» **What is required**: Could you reproduce the items below verbatim, from the very first line through the line containing "x=400, y=529", both ends included?

..........

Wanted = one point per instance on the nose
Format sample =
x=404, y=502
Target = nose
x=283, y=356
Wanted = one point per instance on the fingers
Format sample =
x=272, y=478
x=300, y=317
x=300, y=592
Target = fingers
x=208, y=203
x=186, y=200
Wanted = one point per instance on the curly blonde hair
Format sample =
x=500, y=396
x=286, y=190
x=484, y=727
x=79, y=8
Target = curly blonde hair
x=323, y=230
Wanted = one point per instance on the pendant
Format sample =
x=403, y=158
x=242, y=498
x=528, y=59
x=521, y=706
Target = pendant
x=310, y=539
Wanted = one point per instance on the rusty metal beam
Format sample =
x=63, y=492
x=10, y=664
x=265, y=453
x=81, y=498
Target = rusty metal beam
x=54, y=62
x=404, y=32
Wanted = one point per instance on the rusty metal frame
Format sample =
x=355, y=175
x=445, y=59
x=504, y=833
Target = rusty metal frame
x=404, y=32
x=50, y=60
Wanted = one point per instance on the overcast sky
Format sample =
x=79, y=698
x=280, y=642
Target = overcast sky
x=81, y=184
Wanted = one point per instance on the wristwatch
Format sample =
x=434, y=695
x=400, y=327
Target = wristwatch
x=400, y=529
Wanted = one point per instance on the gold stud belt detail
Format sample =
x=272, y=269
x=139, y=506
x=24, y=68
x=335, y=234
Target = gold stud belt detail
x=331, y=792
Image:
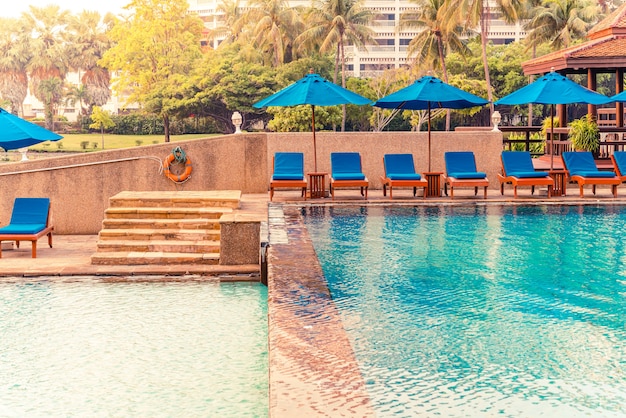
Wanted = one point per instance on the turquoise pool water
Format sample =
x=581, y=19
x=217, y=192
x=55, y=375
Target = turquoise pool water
x=133, y=350
x=461, y=311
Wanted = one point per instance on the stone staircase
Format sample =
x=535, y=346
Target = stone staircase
x=181, y=227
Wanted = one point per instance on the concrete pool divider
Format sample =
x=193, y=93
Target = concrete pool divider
x=313, y=371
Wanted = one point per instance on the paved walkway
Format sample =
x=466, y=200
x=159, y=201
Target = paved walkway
x=71, y=254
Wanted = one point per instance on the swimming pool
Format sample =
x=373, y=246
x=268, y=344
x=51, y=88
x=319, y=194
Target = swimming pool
x=481, y=310
x=93, y=349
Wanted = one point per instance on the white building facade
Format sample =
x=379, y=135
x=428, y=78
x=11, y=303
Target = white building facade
x=392, y=43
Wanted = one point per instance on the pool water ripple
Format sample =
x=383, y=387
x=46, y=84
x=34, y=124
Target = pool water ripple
x=473, y=311
x=158, y=350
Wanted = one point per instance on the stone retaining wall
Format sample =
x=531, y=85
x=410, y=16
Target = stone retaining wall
x=80, y=185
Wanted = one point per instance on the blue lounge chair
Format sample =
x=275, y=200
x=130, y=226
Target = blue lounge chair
x=582, y=169
x=619, y=163
x=461, y=172
x=30, y=220
x=400, y=172
x=346, y=171
x=288, y=172
x=518, y=169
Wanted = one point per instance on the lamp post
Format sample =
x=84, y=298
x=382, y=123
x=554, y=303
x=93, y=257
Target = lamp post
x=237, y=119
x=496, y=119
x=24, y=151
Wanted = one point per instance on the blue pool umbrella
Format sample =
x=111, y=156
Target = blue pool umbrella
x=621, y=97
x=312, y=90
x=16, y=132
x=553, y=88
x=430, y=92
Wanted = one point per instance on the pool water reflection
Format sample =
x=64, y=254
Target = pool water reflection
x=133, y=349
x=481, y=310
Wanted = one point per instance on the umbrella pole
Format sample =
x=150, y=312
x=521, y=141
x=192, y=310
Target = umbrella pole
x=428, y=136
x=551, y=137
x=314, y=145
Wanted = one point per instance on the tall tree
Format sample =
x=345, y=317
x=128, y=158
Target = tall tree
x=155, y=50
x=477, y=13
x=50, y=92
x=436, y=37
x=560, y=23
x=332, y=25
x=88, y=42
x=15, y=54
x=50, y=60
x=275, y=26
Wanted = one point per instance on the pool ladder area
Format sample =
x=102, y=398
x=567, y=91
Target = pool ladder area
x=162, y=228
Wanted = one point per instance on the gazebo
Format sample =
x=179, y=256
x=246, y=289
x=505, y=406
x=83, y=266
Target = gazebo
x=603, y=53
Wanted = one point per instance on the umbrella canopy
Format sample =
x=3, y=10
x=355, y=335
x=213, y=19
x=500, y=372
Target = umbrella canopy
x=16, y=132
x=312, y=90
x=553, y=88
x=621, y=97
x=430, y=92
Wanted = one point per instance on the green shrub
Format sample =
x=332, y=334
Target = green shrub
x=584, y=134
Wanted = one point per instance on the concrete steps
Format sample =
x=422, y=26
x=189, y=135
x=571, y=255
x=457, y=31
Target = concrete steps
x=142, y=228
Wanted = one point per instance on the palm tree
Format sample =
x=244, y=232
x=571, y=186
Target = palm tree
x=231, y=22
x=88, y=43
x=335, y=23
x=275, y=26
x=14, y=57
x=46, y=26
x=560, y=22
x=477, y=13
x=435, y=38
x=50, y=92
x=332, y=24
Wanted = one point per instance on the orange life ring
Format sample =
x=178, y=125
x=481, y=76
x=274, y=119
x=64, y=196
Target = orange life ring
x=174, y=177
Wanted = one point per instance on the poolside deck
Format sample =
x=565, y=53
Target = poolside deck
x=313, y=371
x=71, y=254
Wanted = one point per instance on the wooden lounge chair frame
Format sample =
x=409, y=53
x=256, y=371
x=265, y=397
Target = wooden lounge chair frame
x=287, y=184
x=524, y=181
x=387, y=182
x=47, y=230
x=593, y=181
x=363, y=184
x=453, y=182
x=622, y=176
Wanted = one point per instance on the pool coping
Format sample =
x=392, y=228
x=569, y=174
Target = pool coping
x=321, y=377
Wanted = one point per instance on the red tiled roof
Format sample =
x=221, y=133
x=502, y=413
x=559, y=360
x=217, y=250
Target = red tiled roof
x=606, y=49
x=614, y=23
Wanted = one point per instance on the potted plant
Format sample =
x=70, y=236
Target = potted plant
x=584, y=134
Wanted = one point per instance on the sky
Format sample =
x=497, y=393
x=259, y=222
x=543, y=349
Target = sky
x=14, y=8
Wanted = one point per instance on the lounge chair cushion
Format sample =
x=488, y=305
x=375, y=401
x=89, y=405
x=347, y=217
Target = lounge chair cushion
x=620, y=160
x=25, y=229
x=528, y=174
x=595, y=173
x=466, y=175
x=400, y=167
x=288, y=166
x=519, y=164
x=403, y=176
x=582, y=164
x=346, y=166
x=462, y=165
x=349, y=176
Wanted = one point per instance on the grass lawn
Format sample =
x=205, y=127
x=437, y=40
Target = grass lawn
x=76, y=142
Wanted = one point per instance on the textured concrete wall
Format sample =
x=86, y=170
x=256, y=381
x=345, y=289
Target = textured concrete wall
x=80, y=185
x=487, y=147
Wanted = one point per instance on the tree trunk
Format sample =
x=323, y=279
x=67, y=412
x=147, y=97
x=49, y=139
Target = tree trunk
x=445, y=74
x=343, y=84
x=166, y=127
x=484, y=29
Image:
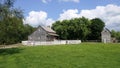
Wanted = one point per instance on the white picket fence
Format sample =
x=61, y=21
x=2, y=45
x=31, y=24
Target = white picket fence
x=56, y=42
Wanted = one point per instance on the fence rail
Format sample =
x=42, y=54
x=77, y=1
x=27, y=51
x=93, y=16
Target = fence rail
x=56, y=42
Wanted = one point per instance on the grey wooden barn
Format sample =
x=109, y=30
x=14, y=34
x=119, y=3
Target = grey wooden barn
x=43, y=34
x=106, y=36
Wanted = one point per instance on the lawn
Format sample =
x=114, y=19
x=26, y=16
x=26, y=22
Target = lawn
x=85, y=55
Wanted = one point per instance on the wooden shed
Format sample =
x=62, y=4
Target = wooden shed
x=105, y=36
x=43, y=34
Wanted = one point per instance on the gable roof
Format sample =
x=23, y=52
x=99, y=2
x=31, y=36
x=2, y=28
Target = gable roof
x=48, y=29
x=105, y=29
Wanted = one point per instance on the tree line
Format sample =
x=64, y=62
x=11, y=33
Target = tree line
x=12, y=29
x=79, y=28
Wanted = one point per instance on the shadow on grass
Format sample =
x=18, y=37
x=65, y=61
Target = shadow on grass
x=10, y=51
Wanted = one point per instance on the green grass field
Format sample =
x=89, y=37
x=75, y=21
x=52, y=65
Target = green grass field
x=85, y=55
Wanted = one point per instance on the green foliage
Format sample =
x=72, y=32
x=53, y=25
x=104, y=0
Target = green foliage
x=79, y=28
x=72, y=29
x=85, y=55
x=96, y=28
x=12, y=29
x=115, y=34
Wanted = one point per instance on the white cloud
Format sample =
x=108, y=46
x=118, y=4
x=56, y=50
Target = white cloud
x=46, y=1
x=69, y=14
x=76, y=1
x=38, y=18
x=110, y=14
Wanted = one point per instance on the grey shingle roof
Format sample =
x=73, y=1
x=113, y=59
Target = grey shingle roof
x=48, y=29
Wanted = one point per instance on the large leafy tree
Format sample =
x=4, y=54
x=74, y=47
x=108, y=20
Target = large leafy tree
x=96, y=27
x=76, y=28
x=12, y=29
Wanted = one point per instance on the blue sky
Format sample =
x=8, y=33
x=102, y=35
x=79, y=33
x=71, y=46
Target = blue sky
x=45, y=12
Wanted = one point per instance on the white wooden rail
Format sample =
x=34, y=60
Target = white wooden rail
x=56, y=42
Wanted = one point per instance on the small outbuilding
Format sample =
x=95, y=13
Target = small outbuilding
x=43, y=34
x=105, y=36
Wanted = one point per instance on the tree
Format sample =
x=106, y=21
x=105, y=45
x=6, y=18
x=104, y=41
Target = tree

..........

» **Written answer**:
Wanted = one point per instance on the nose
Format sample =
x=404, y=502
Target = nose
x=283, y=356
Wanted = one point per instance on the fingers
Format sample =
x=272, y=478
x=300, y=317
x=300, y=592
Target = fingers
x=208, y=203
x=186, y=200
Wanted = one point per instance on the curly blonde hair
Format sample =
x=500, y=396
x=286, y=190
x=484, y=727
x=79, y=8
Target = curly blonde hair
x=323, y=230
Wanted = one point per instance on the pendant
Format sample =
x=403, y=158
x=242, y=498
x=528, y=59
x=521, y=706
Target = pendant
x=310, y=539
Wanted = one point per instance on the rusty metal beam
Format sample =
x=63, y=492
x=10, y=664
x=265, y=453
x=81, y=498
Target = rusty metal beam
x=54, y=62
x=404, y=32
Wanted = one point per instance on the rusty metal frame
Format sample =
x=355, y=175
x=445, y=59
x=504, y=833
Target = rusty metal frame
x=404, y=32
x=50, y=60
Wanted = one point per instance on the overcast sky
Format sample =
x=79, y=698
x=280, y=642
Target = overcast sky
x=81, y=184
Wanted = one point per instance on the wristwatch
Format sample =
x=434, y=695
x=400, y=327
Target = wristwatch
x=400, y=529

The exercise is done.